Everything from the line containing "point_to(query) identifies every instance of the forest" to the final line of the records below should be given again exactly, and nothing else.
Raw data Block Start
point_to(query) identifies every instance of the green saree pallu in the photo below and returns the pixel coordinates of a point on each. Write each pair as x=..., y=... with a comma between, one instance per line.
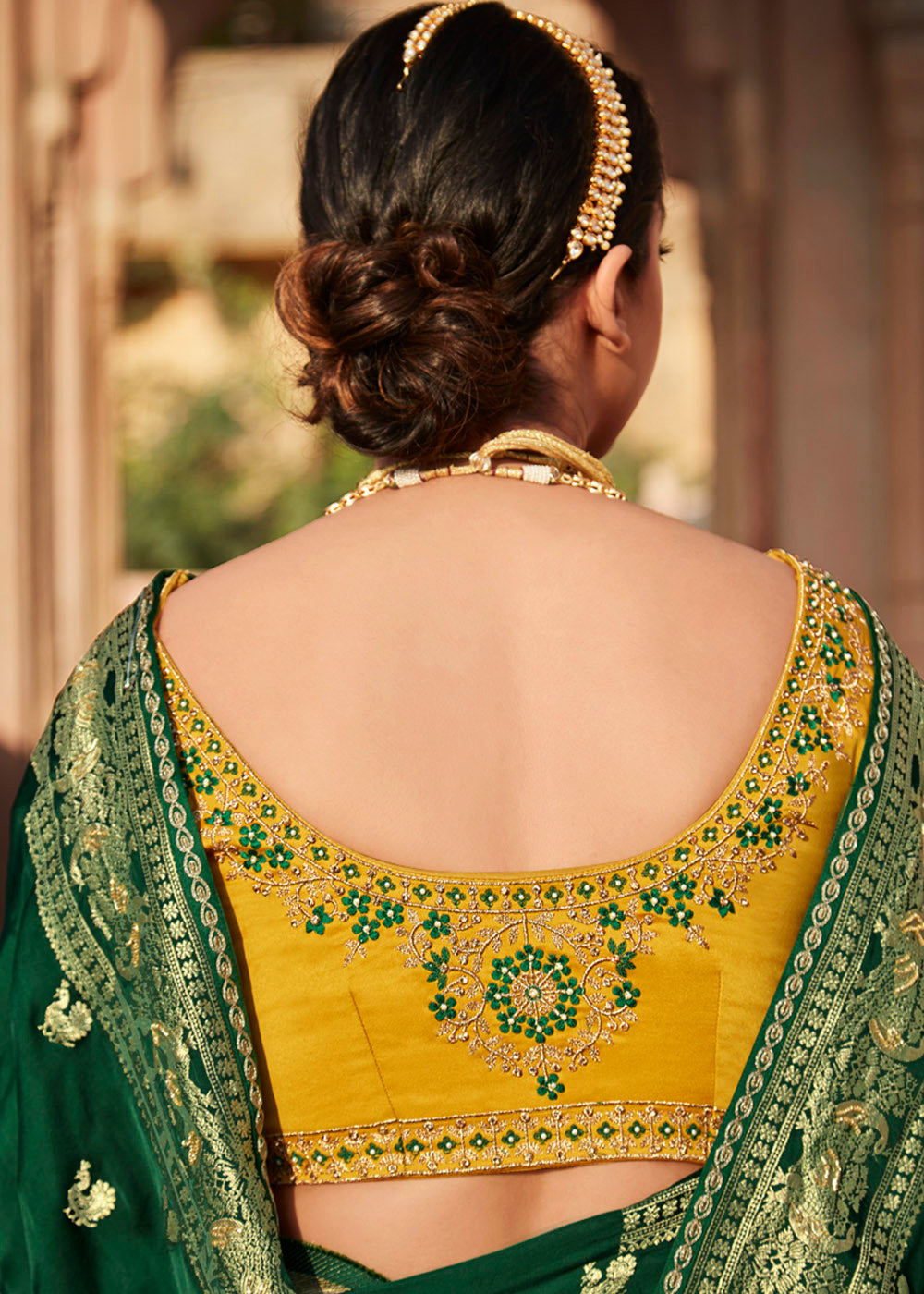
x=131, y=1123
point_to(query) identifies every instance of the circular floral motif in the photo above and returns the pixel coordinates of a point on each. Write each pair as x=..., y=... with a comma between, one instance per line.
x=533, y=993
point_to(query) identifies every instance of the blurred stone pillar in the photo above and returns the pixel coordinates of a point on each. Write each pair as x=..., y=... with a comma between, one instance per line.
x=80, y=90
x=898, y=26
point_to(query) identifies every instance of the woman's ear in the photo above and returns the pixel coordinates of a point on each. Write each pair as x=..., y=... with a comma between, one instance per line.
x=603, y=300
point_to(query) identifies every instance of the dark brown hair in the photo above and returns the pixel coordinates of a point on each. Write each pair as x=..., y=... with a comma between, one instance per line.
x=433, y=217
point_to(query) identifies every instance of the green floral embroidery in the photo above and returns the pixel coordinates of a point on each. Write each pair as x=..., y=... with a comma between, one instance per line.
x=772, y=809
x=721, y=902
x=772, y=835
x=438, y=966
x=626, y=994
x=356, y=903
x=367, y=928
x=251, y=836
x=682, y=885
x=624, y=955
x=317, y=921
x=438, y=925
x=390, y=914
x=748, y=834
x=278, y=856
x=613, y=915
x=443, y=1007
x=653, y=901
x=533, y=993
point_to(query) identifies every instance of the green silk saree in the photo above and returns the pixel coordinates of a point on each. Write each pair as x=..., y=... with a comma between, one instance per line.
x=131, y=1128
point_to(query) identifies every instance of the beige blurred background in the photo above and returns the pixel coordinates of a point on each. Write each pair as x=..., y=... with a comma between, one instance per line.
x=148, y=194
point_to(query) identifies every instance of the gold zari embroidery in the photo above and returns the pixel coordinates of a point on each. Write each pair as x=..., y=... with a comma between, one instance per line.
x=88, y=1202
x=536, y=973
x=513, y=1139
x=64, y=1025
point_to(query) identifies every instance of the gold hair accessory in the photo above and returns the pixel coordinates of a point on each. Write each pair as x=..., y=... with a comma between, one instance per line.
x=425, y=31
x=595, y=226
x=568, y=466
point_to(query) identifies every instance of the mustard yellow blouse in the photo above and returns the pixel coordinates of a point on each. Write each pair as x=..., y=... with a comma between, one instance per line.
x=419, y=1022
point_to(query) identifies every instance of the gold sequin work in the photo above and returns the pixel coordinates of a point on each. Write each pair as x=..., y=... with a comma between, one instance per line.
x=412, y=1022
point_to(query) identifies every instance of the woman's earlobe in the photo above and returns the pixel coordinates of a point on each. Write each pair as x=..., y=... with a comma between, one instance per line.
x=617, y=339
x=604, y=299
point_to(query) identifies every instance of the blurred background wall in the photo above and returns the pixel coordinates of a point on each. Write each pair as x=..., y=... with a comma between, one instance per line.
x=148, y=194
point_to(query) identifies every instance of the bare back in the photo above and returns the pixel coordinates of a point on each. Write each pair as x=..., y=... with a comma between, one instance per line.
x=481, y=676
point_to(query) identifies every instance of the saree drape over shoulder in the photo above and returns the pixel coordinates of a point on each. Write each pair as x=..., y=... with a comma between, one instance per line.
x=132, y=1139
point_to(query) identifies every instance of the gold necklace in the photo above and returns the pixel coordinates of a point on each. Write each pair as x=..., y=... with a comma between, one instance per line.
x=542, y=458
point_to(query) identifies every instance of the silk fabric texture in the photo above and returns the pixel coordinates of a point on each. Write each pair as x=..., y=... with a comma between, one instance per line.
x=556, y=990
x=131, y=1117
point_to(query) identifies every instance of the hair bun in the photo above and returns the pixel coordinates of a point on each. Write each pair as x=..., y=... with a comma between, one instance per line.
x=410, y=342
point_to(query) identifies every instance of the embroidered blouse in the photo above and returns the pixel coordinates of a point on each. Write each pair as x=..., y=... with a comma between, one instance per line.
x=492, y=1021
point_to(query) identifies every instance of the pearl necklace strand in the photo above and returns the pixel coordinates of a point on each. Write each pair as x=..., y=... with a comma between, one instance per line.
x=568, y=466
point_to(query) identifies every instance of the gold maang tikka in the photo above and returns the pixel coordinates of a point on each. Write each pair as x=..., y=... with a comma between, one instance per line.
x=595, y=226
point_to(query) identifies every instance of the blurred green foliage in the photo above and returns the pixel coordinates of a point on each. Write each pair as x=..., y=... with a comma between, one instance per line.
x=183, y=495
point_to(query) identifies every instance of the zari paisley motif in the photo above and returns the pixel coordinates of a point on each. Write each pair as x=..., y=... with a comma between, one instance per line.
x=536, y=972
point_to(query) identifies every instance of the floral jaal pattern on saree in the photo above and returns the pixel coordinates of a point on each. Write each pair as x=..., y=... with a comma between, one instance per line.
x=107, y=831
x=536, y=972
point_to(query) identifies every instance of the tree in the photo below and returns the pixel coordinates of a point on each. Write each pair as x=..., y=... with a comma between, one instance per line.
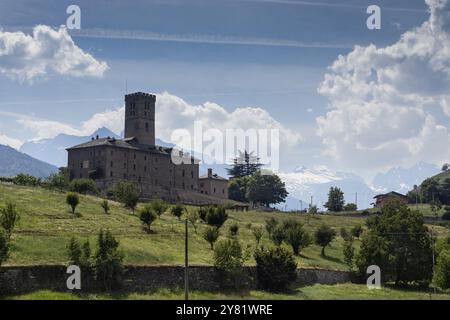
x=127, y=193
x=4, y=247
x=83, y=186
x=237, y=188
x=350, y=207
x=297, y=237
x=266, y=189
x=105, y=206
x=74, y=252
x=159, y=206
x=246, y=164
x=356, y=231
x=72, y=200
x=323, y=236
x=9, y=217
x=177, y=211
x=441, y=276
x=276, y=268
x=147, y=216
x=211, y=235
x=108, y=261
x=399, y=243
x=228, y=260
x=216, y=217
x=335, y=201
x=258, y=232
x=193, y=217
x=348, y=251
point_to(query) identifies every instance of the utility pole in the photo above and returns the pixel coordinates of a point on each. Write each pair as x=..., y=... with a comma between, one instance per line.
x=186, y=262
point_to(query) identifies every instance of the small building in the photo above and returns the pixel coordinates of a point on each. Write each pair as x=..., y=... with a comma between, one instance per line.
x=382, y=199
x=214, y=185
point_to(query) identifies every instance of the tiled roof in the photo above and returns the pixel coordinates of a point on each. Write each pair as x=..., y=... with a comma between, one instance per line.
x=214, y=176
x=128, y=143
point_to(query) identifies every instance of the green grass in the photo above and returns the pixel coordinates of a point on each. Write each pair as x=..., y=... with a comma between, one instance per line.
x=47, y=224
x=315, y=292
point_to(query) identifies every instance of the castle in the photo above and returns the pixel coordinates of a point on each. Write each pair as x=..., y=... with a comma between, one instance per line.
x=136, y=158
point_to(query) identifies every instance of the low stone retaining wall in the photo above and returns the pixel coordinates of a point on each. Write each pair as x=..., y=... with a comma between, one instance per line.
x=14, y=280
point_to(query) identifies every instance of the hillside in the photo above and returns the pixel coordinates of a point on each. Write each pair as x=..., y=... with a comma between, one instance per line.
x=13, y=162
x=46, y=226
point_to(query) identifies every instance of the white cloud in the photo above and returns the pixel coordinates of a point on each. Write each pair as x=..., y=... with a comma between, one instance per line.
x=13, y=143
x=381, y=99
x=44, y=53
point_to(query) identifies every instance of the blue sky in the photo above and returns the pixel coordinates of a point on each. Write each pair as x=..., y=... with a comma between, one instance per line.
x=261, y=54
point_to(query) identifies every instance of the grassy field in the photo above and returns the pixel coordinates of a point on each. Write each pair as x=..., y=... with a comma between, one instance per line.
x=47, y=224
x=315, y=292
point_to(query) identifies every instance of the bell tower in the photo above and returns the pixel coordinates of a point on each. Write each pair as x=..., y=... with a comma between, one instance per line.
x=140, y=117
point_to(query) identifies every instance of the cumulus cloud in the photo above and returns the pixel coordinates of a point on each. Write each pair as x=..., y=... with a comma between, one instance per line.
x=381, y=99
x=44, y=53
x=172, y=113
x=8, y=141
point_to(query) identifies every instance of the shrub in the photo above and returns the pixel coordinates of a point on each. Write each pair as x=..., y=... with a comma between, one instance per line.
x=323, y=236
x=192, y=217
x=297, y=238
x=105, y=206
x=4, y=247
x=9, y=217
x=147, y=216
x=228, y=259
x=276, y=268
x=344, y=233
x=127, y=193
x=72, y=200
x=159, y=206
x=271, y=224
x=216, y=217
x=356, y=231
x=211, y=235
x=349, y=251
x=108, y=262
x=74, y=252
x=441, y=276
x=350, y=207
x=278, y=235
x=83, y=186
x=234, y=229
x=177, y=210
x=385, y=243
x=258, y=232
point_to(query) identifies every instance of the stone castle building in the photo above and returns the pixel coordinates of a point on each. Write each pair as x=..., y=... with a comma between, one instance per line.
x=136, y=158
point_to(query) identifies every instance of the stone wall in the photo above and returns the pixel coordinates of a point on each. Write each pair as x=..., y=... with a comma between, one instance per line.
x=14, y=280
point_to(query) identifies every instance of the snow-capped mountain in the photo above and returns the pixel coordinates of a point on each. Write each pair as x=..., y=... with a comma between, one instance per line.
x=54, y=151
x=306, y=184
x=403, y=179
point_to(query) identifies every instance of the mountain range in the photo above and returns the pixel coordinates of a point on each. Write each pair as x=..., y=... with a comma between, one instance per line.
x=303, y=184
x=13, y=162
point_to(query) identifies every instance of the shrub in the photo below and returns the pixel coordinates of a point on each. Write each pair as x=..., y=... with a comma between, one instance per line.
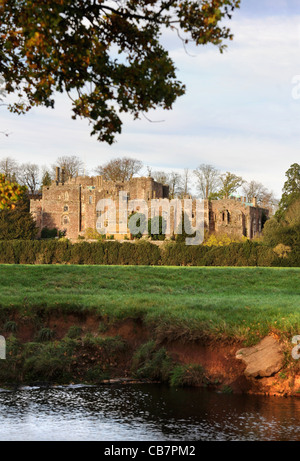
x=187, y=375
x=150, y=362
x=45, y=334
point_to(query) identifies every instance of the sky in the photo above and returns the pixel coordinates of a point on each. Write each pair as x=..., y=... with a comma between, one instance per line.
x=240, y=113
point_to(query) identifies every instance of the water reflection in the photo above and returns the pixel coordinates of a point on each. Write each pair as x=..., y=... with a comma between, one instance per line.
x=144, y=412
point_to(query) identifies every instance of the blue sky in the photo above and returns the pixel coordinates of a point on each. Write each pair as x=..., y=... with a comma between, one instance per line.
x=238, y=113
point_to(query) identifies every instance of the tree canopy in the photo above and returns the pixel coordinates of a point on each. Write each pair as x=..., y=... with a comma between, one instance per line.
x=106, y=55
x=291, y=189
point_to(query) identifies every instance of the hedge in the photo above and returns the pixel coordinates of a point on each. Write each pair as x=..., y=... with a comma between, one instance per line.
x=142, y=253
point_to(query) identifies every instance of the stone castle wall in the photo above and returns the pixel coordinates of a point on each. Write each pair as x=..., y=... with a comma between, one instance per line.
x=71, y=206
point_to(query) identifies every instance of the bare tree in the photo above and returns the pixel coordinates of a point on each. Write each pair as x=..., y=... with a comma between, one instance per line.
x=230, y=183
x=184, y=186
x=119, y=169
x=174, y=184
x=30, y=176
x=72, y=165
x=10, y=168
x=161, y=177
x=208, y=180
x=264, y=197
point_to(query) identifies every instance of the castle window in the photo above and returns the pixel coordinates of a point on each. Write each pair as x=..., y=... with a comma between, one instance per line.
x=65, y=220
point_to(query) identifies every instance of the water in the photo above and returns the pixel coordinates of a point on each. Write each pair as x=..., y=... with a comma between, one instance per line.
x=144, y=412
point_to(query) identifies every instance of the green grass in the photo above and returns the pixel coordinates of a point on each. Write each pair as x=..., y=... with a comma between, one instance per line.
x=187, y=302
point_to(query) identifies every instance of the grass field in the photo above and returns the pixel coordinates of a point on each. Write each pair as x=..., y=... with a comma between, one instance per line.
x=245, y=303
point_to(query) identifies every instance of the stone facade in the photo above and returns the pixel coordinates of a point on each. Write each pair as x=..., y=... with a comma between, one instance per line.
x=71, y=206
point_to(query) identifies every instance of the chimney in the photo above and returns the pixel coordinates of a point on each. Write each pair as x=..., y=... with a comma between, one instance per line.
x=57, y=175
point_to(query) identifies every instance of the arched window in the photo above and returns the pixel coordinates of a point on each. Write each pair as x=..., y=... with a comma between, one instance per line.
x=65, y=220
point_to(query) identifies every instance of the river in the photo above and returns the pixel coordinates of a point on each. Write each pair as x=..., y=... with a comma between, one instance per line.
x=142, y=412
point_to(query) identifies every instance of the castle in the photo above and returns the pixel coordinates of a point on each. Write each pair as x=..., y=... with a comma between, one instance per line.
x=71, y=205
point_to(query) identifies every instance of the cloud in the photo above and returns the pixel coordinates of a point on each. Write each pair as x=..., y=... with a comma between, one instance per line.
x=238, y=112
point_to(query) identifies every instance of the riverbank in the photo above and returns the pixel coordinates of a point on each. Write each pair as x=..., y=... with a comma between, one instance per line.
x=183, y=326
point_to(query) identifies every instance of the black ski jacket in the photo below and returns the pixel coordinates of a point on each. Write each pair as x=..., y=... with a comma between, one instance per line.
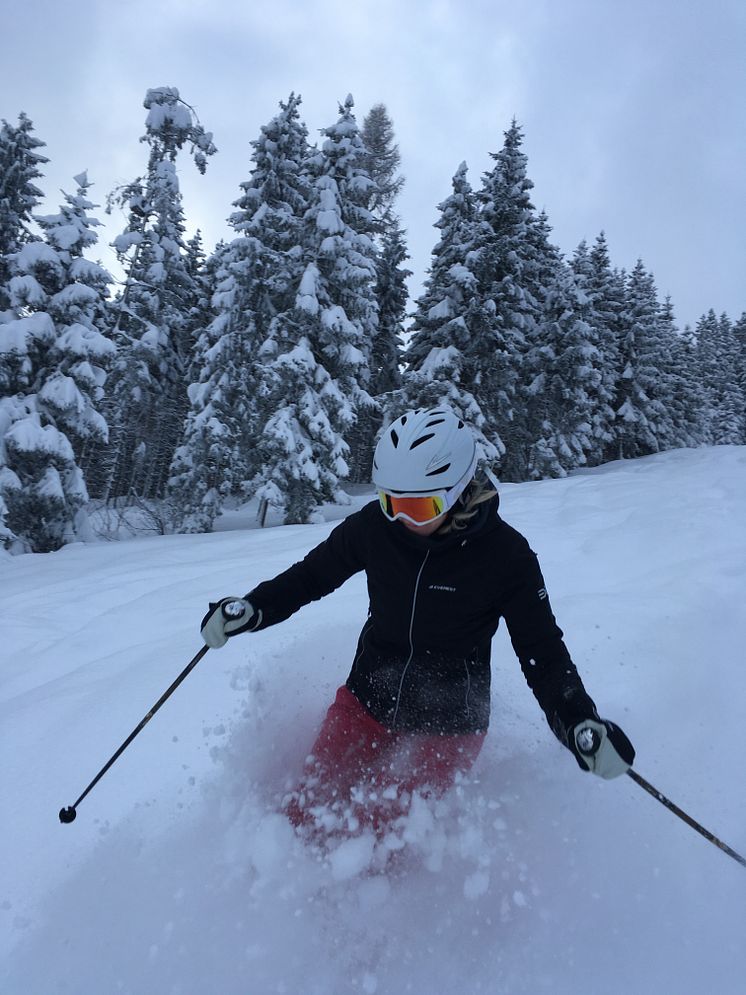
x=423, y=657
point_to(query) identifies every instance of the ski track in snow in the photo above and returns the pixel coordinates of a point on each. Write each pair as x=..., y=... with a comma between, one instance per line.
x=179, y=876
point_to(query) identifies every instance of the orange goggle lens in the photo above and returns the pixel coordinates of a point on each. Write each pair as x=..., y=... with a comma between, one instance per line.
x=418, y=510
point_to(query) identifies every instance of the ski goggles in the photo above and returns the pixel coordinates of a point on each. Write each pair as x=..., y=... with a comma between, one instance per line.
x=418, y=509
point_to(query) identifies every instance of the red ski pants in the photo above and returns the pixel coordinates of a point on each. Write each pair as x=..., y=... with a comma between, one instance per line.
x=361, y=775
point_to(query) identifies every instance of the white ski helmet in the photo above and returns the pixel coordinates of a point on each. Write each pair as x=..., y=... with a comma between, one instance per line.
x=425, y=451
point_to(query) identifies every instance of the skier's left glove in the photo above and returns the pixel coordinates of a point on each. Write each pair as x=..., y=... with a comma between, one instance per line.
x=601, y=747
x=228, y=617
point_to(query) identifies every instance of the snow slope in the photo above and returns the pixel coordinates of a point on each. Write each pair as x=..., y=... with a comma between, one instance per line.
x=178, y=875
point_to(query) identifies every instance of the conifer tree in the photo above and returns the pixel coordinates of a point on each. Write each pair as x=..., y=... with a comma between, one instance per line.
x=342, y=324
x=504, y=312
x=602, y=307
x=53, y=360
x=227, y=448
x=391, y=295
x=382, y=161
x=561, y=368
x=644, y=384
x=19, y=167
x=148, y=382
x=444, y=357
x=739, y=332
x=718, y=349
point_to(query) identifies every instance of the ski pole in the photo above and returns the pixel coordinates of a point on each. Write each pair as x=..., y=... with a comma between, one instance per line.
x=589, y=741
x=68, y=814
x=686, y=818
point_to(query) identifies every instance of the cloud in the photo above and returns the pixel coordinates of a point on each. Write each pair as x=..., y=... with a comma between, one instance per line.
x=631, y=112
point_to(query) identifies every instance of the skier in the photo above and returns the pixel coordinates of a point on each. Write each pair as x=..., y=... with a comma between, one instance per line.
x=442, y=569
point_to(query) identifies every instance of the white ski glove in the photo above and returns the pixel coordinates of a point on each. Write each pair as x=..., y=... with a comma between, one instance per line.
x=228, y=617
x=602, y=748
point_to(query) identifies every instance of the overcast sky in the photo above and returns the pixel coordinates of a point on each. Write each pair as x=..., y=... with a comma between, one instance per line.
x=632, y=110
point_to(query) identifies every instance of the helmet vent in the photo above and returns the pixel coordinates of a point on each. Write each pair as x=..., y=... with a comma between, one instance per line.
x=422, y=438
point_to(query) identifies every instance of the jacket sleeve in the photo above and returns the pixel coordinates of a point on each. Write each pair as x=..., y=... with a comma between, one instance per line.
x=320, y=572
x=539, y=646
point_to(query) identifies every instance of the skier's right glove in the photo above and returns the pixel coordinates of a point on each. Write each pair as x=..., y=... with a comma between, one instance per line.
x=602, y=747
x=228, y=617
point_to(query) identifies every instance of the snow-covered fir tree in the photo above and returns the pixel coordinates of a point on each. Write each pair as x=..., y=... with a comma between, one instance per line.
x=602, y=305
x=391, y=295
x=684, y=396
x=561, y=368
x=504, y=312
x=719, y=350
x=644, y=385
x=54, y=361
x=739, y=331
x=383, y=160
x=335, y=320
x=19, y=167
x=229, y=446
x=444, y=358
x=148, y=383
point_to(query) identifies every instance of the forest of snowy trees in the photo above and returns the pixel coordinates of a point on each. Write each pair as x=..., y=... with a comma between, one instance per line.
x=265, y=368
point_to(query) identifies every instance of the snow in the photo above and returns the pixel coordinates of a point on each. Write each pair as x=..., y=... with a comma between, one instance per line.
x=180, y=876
Raw data Block End
Solution below.
point_to(query) identifies every instance of the forest of snowy trees in the photo above and returns the pixel coordinates of a point on each. Write each pair as x=..., y=... with a comma between, one instance per line.
x=265, y=368
point_to(query) identifies every instance of the snow in the photo above and returns the pixel coordinates of a point on each. Write each pair as x=..., y=... with a comma between, one instance per line.
x=180, y=876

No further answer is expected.